▸ Instructions for the task
I need each line of the entries below that includes the string "Target".

[Data excerpts]
════════

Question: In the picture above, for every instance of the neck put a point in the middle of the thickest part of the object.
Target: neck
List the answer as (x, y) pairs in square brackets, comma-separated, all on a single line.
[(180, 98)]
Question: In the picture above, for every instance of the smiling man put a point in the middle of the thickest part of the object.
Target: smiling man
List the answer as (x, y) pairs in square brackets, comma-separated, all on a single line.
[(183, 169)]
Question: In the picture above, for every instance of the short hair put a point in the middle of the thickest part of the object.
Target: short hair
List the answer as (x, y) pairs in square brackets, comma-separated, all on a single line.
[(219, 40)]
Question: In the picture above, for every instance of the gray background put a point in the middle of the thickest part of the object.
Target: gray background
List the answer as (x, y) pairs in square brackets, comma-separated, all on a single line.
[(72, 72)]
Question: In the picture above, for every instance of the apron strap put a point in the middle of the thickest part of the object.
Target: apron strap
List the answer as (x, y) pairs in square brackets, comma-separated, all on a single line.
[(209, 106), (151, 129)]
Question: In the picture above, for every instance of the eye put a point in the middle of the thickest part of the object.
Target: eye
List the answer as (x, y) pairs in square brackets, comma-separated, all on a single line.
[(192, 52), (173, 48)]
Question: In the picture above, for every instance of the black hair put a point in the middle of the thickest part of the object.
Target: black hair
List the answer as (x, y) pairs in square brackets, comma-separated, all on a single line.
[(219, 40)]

════════

▸ Answer section
Target: neck
Target: smiling man
Target: short hair
Target: gray background
Target: apron strap
Target: eye
Target: black hair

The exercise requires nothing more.